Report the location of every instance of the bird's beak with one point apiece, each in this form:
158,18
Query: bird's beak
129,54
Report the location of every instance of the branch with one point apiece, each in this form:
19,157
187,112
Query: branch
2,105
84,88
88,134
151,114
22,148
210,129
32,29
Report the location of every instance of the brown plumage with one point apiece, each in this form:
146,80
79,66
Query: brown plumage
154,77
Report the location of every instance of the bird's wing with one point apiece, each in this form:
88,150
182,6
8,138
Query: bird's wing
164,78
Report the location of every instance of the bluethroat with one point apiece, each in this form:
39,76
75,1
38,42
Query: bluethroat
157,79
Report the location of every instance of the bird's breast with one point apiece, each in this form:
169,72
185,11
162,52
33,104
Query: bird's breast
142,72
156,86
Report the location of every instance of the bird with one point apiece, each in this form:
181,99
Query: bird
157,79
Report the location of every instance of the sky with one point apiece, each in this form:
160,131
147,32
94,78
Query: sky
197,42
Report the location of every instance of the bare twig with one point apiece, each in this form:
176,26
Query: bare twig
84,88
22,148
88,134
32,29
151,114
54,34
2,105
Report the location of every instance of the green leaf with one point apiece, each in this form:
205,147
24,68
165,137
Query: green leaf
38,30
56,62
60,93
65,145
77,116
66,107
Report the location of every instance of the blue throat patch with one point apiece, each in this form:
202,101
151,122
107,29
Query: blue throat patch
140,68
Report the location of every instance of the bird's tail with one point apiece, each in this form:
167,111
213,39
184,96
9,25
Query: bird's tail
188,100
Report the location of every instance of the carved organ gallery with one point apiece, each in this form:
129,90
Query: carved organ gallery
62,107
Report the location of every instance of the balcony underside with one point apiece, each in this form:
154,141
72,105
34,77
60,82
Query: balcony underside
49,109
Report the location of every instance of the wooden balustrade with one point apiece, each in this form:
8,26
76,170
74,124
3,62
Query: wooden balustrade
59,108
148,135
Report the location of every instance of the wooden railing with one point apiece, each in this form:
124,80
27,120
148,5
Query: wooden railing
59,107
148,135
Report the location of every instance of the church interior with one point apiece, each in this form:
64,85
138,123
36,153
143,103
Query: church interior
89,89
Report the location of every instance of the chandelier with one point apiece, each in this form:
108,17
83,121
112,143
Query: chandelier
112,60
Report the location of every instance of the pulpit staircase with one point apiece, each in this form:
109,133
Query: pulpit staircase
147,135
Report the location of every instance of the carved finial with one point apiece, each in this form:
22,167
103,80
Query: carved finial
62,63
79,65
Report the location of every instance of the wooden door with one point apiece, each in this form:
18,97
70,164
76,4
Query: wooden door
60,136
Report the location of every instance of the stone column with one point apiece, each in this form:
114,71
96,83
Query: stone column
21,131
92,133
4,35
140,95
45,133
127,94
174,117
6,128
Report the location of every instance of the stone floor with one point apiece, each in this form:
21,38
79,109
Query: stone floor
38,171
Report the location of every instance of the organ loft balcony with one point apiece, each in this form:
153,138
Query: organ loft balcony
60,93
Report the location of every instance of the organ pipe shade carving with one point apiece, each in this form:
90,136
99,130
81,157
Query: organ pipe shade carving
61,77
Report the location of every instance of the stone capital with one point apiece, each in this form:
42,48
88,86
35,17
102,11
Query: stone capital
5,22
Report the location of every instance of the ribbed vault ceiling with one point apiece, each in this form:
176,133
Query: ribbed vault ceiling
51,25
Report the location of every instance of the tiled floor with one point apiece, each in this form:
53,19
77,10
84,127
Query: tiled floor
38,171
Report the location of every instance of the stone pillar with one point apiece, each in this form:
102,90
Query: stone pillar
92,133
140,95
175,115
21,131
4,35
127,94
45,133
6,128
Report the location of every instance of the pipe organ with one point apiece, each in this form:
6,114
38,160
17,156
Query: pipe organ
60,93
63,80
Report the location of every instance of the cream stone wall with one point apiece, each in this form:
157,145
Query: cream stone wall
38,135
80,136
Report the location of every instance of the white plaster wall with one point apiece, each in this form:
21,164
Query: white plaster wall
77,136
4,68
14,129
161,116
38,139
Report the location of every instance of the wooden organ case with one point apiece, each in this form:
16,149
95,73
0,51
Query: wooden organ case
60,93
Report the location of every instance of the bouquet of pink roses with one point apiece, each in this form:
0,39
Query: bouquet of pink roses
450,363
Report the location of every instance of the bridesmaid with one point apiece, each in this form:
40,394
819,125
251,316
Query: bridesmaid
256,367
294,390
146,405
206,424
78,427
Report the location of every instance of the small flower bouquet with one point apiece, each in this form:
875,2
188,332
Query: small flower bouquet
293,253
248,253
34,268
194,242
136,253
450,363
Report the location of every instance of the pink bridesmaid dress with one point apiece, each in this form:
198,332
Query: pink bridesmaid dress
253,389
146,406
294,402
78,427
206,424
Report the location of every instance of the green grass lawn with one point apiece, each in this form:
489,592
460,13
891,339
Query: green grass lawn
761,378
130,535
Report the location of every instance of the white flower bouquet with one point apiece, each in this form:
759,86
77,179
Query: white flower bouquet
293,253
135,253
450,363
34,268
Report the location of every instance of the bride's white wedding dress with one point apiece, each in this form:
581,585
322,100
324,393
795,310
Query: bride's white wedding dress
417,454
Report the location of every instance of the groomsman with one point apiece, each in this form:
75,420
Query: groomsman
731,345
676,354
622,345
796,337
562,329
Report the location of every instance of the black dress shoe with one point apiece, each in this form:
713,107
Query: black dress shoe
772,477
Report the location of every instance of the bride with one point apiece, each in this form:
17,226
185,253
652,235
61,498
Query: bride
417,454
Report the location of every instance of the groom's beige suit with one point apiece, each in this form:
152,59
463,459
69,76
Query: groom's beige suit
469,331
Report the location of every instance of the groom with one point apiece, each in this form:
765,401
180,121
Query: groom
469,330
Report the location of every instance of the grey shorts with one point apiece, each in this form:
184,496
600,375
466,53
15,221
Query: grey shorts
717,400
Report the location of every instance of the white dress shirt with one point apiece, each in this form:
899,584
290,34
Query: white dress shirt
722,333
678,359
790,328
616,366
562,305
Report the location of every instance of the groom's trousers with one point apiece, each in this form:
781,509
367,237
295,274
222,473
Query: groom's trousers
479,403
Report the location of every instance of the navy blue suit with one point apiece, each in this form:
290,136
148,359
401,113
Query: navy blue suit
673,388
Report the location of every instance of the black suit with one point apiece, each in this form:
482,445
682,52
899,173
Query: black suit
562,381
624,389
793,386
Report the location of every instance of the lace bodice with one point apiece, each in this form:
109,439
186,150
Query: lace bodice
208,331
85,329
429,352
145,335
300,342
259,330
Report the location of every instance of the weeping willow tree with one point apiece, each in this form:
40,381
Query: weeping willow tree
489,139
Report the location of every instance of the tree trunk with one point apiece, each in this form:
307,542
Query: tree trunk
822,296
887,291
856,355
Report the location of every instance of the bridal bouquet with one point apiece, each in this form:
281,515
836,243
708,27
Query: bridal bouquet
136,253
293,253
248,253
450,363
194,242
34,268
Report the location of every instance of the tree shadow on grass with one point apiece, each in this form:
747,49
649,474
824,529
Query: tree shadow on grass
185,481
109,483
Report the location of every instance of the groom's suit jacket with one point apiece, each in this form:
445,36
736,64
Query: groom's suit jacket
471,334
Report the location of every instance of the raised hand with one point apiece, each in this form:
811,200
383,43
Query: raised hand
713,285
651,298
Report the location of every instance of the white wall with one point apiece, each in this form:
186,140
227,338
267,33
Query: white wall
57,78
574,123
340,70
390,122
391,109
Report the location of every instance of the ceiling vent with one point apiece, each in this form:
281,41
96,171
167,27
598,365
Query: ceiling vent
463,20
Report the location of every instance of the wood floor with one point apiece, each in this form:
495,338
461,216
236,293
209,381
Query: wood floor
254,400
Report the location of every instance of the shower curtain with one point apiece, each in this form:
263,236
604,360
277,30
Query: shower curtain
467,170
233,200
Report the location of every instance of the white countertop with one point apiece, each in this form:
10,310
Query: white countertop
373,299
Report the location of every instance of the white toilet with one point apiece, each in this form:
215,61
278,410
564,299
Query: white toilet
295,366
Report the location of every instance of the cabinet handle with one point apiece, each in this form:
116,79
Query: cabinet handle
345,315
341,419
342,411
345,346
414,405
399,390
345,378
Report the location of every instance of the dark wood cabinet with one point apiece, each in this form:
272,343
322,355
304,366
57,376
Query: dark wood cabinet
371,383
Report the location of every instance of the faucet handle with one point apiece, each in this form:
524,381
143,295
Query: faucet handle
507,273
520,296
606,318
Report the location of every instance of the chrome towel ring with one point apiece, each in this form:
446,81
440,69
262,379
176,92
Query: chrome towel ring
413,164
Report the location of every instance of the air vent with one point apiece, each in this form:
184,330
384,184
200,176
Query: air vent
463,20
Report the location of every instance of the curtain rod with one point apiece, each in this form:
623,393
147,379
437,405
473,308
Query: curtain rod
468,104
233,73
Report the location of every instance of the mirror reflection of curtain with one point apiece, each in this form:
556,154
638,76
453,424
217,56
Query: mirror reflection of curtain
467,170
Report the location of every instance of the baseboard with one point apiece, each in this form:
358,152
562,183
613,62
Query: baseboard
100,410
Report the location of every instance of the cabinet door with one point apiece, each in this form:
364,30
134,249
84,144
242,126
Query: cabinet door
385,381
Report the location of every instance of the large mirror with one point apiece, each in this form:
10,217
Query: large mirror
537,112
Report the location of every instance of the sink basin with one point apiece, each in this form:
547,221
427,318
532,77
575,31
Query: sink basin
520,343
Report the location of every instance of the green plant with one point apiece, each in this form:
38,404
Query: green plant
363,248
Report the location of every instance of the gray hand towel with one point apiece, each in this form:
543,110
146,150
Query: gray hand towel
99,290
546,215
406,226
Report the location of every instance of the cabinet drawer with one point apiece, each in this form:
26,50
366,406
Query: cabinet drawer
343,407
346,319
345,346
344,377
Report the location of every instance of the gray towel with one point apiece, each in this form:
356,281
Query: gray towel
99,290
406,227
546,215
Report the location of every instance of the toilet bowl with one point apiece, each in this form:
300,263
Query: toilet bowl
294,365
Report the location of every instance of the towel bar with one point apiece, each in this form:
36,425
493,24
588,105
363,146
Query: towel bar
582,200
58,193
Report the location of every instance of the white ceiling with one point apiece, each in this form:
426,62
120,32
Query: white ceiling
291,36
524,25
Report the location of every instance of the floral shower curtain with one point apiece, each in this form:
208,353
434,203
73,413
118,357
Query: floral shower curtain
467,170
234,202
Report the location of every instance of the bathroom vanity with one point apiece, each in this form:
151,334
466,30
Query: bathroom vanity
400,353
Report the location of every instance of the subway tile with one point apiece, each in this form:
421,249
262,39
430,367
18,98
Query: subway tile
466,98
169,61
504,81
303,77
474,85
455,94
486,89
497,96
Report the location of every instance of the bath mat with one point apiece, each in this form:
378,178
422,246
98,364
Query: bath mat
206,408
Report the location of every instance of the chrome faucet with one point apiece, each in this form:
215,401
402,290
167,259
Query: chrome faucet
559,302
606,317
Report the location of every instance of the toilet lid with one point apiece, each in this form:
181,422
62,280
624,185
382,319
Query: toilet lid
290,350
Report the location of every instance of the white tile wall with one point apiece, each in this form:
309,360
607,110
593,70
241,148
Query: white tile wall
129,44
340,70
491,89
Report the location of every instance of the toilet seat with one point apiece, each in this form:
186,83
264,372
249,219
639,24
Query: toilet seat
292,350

**********

> _Problem details_:
From the line holding "Report the location of every instance of the bath mat" through the last line above, reproduce each line exactly and add nothing.

> _Correct response_:
Report the location of every instance of the bath mat with one point apiece, each in this form:
378,178
422,246
98,364
Query: bath mat
206,408
Report the location of every instance of the chrome faucet with one point apiece, each in this form:
215,401
402,290
167,259
Query: chrome faucet
559,302
606,317
Report the location of every instance of the toilet lid with one point apiece, each in this form:
181,422
62,280
624,185
382,319
Query: toilet lid
290,350
Report the location of every instance of the white tile wall with one point apiece, each in this form:
309,360
607,110
593,70
241,148
Query: white tile wall
129,44
340,70
491,89
Report the location of every instance of the toilet seat with one point apiece, each in this form:
186,83
264,372
249,219
639,24
Query: toilet seat
292,350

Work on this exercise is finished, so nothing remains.